Write out the material below exactly, beginning at the line that contains "Each instance of the boy's arm" and ending with its last line, both ends included; write nothing else.

::::::::::

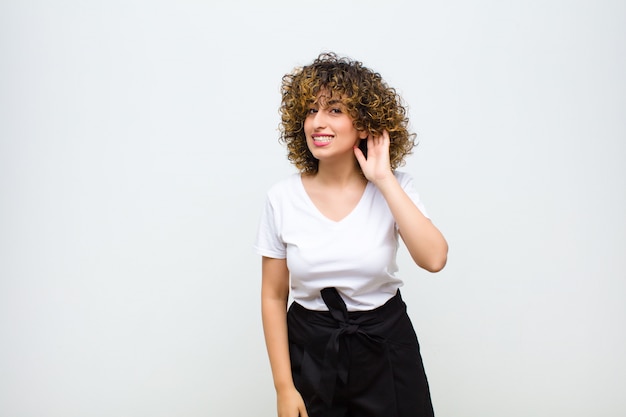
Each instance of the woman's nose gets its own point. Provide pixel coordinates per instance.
(319, 120)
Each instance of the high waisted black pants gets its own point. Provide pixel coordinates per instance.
(357, 364)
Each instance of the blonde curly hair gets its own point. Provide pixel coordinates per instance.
(370, 102)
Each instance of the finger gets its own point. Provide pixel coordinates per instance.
(358, 153)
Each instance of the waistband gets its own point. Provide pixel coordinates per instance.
(371, 326)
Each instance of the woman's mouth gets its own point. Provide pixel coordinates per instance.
(322, 140)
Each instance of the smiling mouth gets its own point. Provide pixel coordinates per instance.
(322, 139)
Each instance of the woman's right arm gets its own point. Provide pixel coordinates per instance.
(274, 295)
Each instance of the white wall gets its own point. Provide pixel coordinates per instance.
(137, 140)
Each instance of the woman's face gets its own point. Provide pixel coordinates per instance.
(329, 129)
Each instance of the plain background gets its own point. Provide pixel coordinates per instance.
(138, 139)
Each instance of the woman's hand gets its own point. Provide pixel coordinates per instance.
(290, 404)
(377, 166)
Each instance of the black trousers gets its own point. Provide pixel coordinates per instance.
(357, 364)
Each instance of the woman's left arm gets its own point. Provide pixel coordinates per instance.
(425, 243)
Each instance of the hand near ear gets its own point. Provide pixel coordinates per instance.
(376, 167)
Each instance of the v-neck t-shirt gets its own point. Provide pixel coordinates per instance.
(356, 255)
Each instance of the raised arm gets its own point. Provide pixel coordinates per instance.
(274, 294)
(424, 241)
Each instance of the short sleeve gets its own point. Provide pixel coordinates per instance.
(268, 241)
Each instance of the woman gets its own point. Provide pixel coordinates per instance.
(329, 236)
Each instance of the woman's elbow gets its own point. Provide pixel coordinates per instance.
(435, 262)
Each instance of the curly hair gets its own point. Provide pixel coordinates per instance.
(370, 102)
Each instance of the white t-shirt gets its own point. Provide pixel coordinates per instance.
(356, 255)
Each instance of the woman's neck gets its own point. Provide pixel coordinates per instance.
(339, 174)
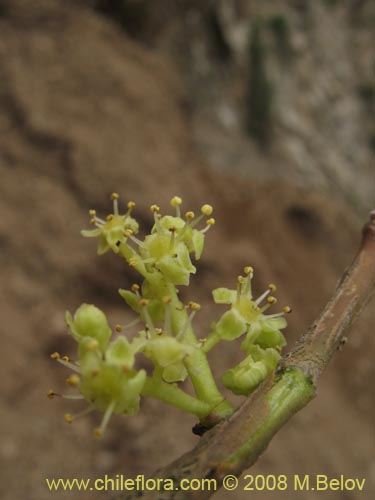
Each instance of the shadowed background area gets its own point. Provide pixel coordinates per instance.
(264, 111)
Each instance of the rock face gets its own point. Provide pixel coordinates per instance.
(84, 111)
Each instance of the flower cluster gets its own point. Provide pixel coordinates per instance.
(107, 374)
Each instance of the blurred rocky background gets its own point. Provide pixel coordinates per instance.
(265, 110)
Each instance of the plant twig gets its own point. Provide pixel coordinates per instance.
(235, 444)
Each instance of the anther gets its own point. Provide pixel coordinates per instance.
(194, 306)
(207, 210)
(51, 394)
(73, 380)
(92, 345)
(176, 201)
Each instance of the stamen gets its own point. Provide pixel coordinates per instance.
(262, 297)
(209, 223)
(249, 272)
(186, 325)
(168, 315)
(115, 197)
(176, 201)
(207, 210)
(128, 233)
(271, 300)
(195, 307)
(132, 323)
(240, 282)
(144, 303)
(107, 415)
(130, 206)
(172, 240)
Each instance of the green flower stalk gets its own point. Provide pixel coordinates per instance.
(106, 373)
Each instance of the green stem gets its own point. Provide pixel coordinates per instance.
(174, 396)
(197, 364)
(291, 392)
(210, 342)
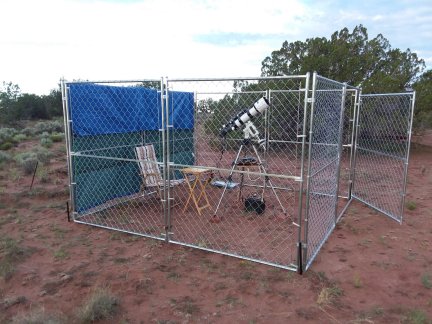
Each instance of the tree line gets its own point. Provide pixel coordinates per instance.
(353, 57)
(16, 106)
(347, 56)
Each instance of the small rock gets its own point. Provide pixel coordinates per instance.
(9, 302)
(65, 277)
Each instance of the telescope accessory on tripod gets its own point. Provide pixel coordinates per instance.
(251, 136)
(243, 120)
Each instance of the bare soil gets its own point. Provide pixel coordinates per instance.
(371, 270)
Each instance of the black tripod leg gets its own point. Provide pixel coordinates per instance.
(229, 179)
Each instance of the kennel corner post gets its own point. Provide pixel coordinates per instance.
(353, 142)
(68, 143)
(339, 148)
(309, 164)
(165, 157)
(300, 245)
(408, 147)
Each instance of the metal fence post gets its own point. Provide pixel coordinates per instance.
(300, 255)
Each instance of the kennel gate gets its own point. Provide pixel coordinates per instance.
(308, 133)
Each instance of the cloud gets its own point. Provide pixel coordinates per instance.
(45, 40)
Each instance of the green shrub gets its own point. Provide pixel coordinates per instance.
(48, 126)
(7, 134)
(46, 142)
(99, 306)
(6, 146)
(19, 138)
(4, 157)
(28, 131)
(411, 205)
(27, 161)
(43, 155)
(44, 135)
(57, 137)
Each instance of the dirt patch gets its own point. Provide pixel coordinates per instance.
(370, 270)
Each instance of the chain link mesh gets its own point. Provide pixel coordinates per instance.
(150, 158)
(227, 226)
(382, 151)
(106, 180)
(326, 127)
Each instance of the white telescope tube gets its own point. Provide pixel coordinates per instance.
(242, 118)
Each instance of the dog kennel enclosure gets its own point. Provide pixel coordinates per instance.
(275, 174)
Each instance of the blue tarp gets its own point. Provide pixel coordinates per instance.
(101, 109)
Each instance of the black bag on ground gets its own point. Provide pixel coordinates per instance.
(256, 204)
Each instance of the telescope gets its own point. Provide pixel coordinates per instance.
(245, 116)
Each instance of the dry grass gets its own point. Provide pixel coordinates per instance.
(100, 305)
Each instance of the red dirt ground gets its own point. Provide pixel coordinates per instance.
(371, 270)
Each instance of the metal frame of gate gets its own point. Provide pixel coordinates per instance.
(336, 136)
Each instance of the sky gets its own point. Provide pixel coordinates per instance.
(43, 41)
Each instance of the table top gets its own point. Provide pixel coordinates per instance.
(194, 170)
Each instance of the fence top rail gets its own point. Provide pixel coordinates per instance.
(284, 77)
(114, 81)
(319, 77)
(410, 93)
(229, 92)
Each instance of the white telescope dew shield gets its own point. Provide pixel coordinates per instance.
(242, 118)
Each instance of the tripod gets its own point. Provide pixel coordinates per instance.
(251, 135)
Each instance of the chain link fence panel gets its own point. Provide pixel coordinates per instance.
(382, 151)
(326, 127)
(259, 163)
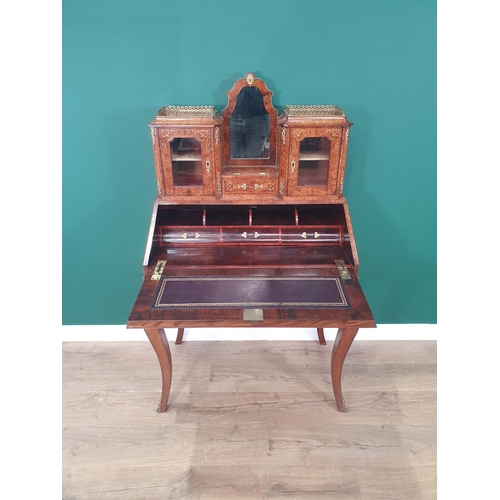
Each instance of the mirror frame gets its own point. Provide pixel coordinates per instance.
(250, 81)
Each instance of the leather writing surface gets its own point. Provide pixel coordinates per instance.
(255, 291)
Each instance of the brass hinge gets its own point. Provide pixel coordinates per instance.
(160, 265)
(344, 273)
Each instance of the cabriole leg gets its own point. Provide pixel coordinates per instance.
(321, 336)
(180, 334)
(343, 342)
(159, 342)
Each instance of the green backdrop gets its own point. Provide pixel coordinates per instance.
(124, 59)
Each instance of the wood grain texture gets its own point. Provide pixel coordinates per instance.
(249, 420)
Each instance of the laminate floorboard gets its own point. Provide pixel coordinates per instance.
(249, 420)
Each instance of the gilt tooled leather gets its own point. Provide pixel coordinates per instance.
(237, 291)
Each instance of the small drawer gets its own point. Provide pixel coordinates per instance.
(250, 185)
(311, 234)
(250, 234)
(189, 235)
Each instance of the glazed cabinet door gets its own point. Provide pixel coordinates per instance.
(314, 161)
(186, 165)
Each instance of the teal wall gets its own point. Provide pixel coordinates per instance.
(124, 59)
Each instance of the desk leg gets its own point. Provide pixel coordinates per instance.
(343, 341)
(180, 334)
(321, 336)
(159, 342)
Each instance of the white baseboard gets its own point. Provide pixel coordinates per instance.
(96, 333)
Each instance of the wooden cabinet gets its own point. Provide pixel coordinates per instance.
(186, 144)
(250, 226)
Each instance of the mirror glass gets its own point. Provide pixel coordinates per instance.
(249, 125)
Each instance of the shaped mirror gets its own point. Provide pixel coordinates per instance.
(249, 124)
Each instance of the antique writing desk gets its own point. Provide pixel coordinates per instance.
(250, 226)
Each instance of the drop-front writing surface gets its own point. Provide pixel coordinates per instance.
(250, 226)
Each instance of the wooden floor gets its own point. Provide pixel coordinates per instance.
(249, 420)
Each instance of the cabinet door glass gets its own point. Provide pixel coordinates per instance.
(186, 162)
(313, 161)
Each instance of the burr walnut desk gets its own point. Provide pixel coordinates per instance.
(250, 226)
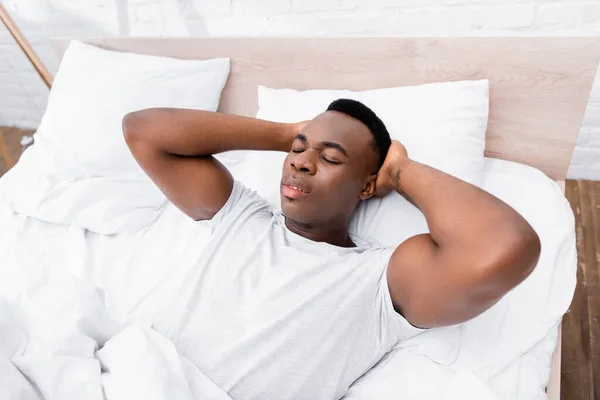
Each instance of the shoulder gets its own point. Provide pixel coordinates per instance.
(243, 203)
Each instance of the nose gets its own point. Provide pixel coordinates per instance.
(304, 162)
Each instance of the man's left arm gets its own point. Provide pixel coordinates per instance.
(477, 250)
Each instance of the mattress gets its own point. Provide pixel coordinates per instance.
(133, 280)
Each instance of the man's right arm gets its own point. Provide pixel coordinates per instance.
(175, 147)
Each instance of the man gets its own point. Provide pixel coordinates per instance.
(291, 306)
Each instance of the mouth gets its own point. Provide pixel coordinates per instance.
(294, 192)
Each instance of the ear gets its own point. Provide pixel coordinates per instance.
(369, 188)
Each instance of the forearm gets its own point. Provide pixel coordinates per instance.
(187, 132)
(459, 214)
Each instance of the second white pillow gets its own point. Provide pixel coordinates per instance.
(441, 124)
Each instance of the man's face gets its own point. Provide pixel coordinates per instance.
(330, 168)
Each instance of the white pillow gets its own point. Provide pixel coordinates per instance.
(80, 170)
(441, 124)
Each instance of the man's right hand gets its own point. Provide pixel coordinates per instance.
(389, 175)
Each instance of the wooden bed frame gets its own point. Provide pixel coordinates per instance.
(539, 86)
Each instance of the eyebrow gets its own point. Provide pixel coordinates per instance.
(331, 145)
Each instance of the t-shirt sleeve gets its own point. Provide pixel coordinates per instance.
(393, 321)
(242, 202)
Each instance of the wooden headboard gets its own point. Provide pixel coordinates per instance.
(539, 86)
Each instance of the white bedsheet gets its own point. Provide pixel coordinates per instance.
(125, 288)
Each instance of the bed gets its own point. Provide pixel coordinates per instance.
(539, 86)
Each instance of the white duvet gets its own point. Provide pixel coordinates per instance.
(84, 316)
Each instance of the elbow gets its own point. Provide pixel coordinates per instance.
(131, 124)
(527, 249)
(518, 257)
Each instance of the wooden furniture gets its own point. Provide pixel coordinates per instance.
(37, 63)
(539, 86)
(4, 152)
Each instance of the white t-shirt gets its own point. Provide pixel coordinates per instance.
(276, 316)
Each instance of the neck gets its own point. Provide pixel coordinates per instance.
(334, 234)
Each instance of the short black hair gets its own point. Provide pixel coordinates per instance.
(357, 110)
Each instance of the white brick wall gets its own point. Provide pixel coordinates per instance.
(23, 96)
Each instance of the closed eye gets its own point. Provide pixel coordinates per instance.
(330, 161)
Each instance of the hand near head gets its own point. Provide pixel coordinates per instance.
(388, 177)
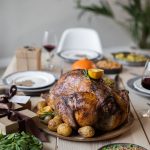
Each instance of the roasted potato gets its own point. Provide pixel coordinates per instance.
(86, 131)
(64, 129)
(41, 105)
(54, 123)
(46, 119)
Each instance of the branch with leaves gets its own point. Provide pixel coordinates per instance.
(138, 24)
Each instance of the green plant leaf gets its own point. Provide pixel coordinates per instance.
(103, 8)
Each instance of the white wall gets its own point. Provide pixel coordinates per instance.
(22, 22)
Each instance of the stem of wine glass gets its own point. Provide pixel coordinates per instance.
(50, 66)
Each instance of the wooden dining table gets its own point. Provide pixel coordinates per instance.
(139, 133)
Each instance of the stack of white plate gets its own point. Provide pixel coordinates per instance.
(30, 82)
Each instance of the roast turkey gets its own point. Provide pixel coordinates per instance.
(82, 101)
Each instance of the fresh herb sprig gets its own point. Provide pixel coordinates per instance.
(20, 141)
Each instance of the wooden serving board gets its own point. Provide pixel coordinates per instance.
(99, 137)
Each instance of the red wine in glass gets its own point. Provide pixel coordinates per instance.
(49, 47)
(146, 83)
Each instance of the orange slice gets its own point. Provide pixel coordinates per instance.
(95, 73)
(83, 64)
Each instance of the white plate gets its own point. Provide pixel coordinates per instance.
(138, 86)
(73, 55)
(40, 79)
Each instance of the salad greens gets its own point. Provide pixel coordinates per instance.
(20, 141)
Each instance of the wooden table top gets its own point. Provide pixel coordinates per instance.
(138, 134)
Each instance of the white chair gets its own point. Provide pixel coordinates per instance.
(80, 39)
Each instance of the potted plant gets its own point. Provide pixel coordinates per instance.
(139, 17)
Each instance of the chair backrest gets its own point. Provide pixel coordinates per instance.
(80, 39)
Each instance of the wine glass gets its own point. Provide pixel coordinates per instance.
(49, 44)
(146, 76)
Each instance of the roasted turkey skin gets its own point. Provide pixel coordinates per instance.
(82, 101)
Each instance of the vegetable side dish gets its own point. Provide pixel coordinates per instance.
(130, 57)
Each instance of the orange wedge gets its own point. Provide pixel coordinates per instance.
(95, 73)
(83, 64)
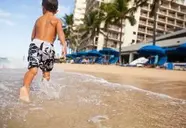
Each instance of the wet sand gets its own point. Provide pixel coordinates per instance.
(171, 83)
(73, 100)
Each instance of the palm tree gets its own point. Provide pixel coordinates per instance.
(119, 11)
(68, 22)
(71, 35)
(91, 25)
(155, 6)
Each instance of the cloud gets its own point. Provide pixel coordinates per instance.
(7, 22)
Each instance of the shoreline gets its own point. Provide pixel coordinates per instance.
(170, 83)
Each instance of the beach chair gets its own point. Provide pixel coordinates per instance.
(162, 61)
(99, 60)
(113, 60)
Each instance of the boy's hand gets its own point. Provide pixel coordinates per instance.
(64, 52)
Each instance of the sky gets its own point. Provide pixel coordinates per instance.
(17, 18)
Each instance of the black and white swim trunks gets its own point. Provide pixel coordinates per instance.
(41, 54)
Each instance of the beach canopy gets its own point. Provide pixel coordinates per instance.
(109, 51)
(94, 53)
(73, 55)
(80, 54)
(151, 50)
(182, 47)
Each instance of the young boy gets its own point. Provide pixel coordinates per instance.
(41, 51)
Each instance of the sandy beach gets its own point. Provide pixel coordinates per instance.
(171, 83)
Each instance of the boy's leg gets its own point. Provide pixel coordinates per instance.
(24, 91)
(46, 76)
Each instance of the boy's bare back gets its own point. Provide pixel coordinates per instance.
(47, 27)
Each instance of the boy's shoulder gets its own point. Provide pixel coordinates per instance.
(53, 19)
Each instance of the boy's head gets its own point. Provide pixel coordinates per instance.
(50, 5)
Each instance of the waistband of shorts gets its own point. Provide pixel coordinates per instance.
(38, 42)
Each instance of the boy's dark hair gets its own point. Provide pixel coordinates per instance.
(50, 5)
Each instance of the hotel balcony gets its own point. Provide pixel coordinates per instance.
(142, 22)
(149, 32)
(141, 30)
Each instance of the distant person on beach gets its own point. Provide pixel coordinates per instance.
(41, 51)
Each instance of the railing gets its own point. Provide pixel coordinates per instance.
(170, 22)
(142, 22)
(142, 29)
(161, 19)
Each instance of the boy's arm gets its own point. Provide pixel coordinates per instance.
(61, 36)
(33, 32)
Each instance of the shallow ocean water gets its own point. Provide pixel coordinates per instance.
(73, 100)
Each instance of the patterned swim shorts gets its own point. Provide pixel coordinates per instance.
(41, 54)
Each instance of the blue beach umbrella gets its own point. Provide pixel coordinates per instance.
(109, 51)
(182, 47)
(94, 53)
(151, 50)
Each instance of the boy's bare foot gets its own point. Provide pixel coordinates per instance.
(24, 94)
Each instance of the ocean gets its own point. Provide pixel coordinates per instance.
(74, 100)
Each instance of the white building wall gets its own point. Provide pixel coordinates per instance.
(130, 32)
(79, 12)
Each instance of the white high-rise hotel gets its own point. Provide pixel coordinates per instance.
(79, 12)
(171, 17)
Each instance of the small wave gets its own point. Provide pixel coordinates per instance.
(129, 87)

::::::::::

> _EXERCISE ANSWER_
Each instance of the boy's arm gets its own point. Provide pixel coordinates per instance.
(61, 36)
(33, 32)
Each instance of the shallow ocean water gets its own point. Provide pixel coordinates per instance.
(73, 100)
Each instance of the patterned swim shorts gets its own point. Provide pixel coordinates per instance.
(41, 54)
Each instance of the blue beach umbrella gets its own point. Provide pixel coordinates per instance.
(109, 51)
(182, 47)
(94, 53)
(151, 50)
Each instance of the boy's bare foot gets its own point. Provide pixel coordinates per instance.
(24, 94)
Each instance of the ocean gets its own point. Provide pixel coordinates per instance.
(74, 100)
Each instance of the white building wall gets its own point. Provide pixel coordinates per instance.
(130, 32)
(79, 12)
Each instance of the white high-rise hotel gets its own point. Provide pixel coordinates per instance.
(79, 12)
(171, 17)
Each instance of the small wave gets its own point. Provide pixel coordinates per instance.
(129, 87)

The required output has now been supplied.